-- start EXTRACTED MATERIAL --

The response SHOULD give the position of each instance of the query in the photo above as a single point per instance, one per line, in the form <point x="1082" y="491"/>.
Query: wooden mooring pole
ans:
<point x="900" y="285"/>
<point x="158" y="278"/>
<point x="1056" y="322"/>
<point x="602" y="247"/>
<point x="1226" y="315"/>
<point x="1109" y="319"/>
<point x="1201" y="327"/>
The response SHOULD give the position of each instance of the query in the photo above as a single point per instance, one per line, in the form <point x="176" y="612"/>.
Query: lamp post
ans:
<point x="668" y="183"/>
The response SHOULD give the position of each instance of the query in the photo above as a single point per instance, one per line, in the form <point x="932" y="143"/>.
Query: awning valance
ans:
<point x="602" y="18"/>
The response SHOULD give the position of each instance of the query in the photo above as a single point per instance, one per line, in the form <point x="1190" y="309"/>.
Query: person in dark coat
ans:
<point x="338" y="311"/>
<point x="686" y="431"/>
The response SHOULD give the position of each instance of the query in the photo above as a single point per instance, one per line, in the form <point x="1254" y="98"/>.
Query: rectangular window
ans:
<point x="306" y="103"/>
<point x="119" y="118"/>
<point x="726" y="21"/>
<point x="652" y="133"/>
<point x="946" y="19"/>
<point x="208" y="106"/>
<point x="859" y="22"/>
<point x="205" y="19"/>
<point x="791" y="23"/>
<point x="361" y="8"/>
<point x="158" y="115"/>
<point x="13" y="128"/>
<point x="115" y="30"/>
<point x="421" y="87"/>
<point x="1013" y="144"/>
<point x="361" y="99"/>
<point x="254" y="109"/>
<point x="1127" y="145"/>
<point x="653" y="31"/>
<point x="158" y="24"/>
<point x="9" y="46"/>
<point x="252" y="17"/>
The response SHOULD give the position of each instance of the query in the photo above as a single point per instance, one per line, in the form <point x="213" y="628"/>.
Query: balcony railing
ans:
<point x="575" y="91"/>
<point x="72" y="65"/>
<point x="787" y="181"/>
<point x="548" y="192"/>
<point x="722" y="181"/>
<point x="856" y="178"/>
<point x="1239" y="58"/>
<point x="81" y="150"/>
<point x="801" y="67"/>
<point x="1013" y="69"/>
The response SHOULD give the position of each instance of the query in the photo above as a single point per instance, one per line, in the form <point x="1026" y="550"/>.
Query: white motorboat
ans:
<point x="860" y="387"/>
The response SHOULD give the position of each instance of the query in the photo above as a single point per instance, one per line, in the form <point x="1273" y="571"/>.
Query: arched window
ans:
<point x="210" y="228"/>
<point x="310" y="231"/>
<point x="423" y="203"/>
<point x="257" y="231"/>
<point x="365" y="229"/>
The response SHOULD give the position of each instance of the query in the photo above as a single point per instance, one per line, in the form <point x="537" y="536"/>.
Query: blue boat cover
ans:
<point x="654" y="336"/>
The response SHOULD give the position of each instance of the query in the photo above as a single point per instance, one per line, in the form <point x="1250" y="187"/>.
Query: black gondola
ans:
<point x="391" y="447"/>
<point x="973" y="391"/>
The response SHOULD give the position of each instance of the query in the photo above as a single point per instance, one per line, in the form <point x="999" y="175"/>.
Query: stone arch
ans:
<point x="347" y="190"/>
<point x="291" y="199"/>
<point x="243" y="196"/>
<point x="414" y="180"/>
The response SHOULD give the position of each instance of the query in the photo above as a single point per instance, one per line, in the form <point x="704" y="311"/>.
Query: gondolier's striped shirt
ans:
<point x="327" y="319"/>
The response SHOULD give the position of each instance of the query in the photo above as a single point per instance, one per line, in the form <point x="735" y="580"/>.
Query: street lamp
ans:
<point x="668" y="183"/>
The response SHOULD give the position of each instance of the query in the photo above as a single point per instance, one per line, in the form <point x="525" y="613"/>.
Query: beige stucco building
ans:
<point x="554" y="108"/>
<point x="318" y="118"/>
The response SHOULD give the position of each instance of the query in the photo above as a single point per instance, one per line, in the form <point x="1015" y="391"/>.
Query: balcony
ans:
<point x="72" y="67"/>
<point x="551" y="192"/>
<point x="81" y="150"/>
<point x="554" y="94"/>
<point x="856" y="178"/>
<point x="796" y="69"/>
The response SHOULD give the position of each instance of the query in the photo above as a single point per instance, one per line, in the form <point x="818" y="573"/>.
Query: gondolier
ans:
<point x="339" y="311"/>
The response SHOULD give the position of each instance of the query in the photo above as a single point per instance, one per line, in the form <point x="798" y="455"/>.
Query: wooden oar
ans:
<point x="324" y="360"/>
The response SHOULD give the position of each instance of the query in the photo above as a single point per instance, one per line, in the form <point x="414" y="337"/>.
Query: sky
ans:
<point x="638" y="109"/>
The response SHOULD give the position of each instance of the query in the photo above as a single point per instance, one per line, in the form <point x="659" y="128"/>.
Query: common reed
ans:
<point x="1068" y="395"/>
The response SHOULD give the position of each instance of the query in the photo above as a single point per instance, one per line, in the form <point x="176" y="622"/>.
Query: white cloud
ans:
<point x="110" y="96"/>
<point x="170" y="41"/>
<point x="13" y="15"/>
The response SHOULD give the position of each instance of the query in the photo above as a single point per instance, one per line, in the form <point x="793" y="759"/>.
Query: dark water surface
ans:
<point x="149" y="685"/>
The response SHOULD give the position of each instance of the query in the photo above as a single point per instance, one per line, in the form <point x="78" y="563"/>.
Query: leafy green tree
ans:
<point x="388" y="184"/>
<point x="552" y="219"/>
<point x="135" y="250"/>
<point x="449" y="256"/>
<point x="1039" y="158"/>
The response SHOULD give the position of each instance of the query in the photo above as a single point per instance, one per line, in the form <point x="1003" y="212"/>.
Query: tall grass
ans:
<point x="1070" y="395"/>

-- end EXTRACTED MATERIAL --

### TASK INSTRUCTIONS
Each line of the material above must be retyped precisely.

### WORKED SOLUTION
The response SHOULD give the position of each instance of the query in the photo above as a single point per instance, one per line, in the form <point x="1082" y="491"/>.
Query: wooden mooring pole
ans:
<point x="900" y="285"/>
<point x="158" y="278"/>
<point x="1056" y="322"/>
<point x="602" y="247"/>
<point x="1226" y="315"/>
<point x="1109" y="319"/>
<point x="1201" y="327"/>
The response SHOULD give the position of each instance of the query in the photo above as a single point per instance, one per line, in the form <point x="176" y="612"/>.
Query: lamp post
ans:
<point x="668" y="183"/>
The response SHOULD give the position of each instance of the query in the photo above as a single point per instance, one per line, in the form <point x="932" y="143"/>.
Query: awning valance
ans:
<point x="602" y="18"/>
The response SHOULD give the position of each instance of the query in the photo above as a single point per instance, one per line, in the form <point x="1190" y="309"/>.
Query: person in dark coat
ans:
<point x="338" y="311"/>
<point x="686" y="431"/>
The response SHOULD give the position of each instance of the query in the photo above as a single point per instance, one per line, in the form <point x="1254" y="98"/>.
Query: rectangular window
ans:
<point x="306" y="103"/>
<point x="119" y="118"/>
<point x="726" y="21"/>
<point x="652" y="133"/>
<point x="946" y="19"/>
<point x="208" y="106"/>
<point x="859" y="22"/>
<point x="205" y="19"/>
<point x="791" y="23"/>
<point x="361" y="8"/>
<point x="158" y="115"/>
<point x="13" y="128"/>
<point x="115" y="30"/>
<point x="421" y="87"/>
<point x="1013" y="144"/>
<point x="361" y="99"/>
<point x="254" y="109"/>
<point x="1127" y="145"/>
<point x="653" y="31"/>
<point x="158" y="24"/>
<point x="9" y="46"/>
<point x="252" y="17"/>
The response SHOULD give the position of each instance of the query in the photo above as a single point per instance, one per line, in the form <point x="213" y="628"/>.
Query: balcony railing
ans:
<point x="575" y="91"/>
<point x="72" y="65"/>
<point x="787" y="181"/>
<point x="548" y="192"/>
<point x="722" y="181"/>
<point x="856" y="178"/>
<point x="1239" y="58"/>
<point x="81" y="150"/>
<point x="801" y="67"/>
<point x="1013" y="69"/>
The response SHOULD give the position of each instance of the query in the photo above as a single point per instance, one per line, in the form <point x="1026" y="550"/>.
Query: white motorboat
ans:
<point x="860" y="387"/>
The response SHOULD give the position of each instance of the query in the photo above as a single point per instance, one per line, in the form <point x="1273" y="571"/>.
Query: arched window
ans:
<point x="210" y="228"/>
<point x="310" y="231"/>
<point x="423" y="203"/>
<point x="257" y="231"/>
<point x="365" y="229"/>
The response SHOULD give the position of each instance of the query in the photo above as a single point per instance, one per line, in the form <point x="537" y="536"/>.
Query: blue boat cover
ans:
<point x="654" y="336"/>
The response SHOULD give the position of each instance of the query in the photo above as a single point per instance, one per line, in the form <point x="1250" y="187"/>.
Query: black gondola
ans:
<point x="391" y="447"/>
<point x="973" y="391"/>
The response SHOULD give the position of each instance of the query in the photo above as a single point per instance, one per line, in the form <point x="999" y="175"/>.
Query: stone arch
ans:
<point x="347" y="190"/>
<point x="291" y="199"/>
<point x="243" y="196"/>
<point x="414" y="180"/>
The response SHOULD give the position of each instance of the query in the photo above as a single point per instance, one per line, in the form <point x="704" y="311"/>.
Query: gondolier's striped shirt
ans:
<point x="327" y="319"/>
The response SHOULD give the position of each instance of the query in the photo above as a single point per instance, one per line, in the form <point x="735" y="580"/>.
Query: street lamp
ans:
<point x="668" y="183"/>
The response SHOULD give the position of each instance of the query in the photo above as a single point per instance, one per line, in the form <point x="525" y="613"/>.
Query: beige stucco building
ans:
<point x="554" y="108"/>
<point x="318" y="118"/>
The response SHOULD give the position of each instance of the query in the photo above as a single point per instance, one per line, in the form <point x="1015" y="391"/>.
Query: balcony
ans:
<point x="72" y="67"/>
<point x="551" y="192"/>
<point x="81" y="150"/>
<point x="554" y="94"/>
<point x="856" y="178"/>
<point x="796" y="69"/>
The response SHOULD give the position of each instance of the query in the photo above as a single point per instance, one per line, in the form <point x="818" y="573"/>.
Query: gondolier
ans:
<point x="339" y="311"/>
The response SHOULD give the position of each instance of the query in the photo above as a single point per instance, one per line, in the form <point x="798" y="455"/>.
Query: wooden oar
ans:
<point x="324" y="360"/>
The response SHOULD give the position of each instance of the query in the photo above as a single point per instance, one per line, in the form <point x="414" y="337"/>.
Query: sky
ans:
<point x="638" y="109"/>
The response SHOULD give the position of each instance of the query in the photo above as a single point per instance, one per line, in the form <point x="659" y="128"/>.
Query: common reed
ans:
<point x="1068" y="395"/>
The response SHOULD give the position of each instance of the query in the photo above as a single point per instance, one per line, in the form <point x="176" y="622"/>.
Query: white cloud
ans:
<point x="110" y="96"/>
<point x="170" y="41"/>
<point x="13" y="15"/>
The response SHOULD give the position of each instance of the query in the photo above as a single point per instance, one per line, in the form <point x="793" y="759"/>.
Query: dark water surface
ans:
<point x="149" y="685"/>
The response SHOULD give the position of each instance of the query in the photo above as a single point per instance, one per line, in the form <point x="78" y="563"/>.
Query: leafy green tree
ans:
<point x="388" y="184"/>
<point x="552" y="219"/>
<point x="135" y="250"/>
<point x="449" y="256"/>
<point x="1039" y="158"/>
The response SHOULD give the position of each instance of the query in the photo above as a single point per instance, one per line, in the form <point x="1003" y="212"/>.
Query: tall grass
ans:
<point x="1070" y="395"/>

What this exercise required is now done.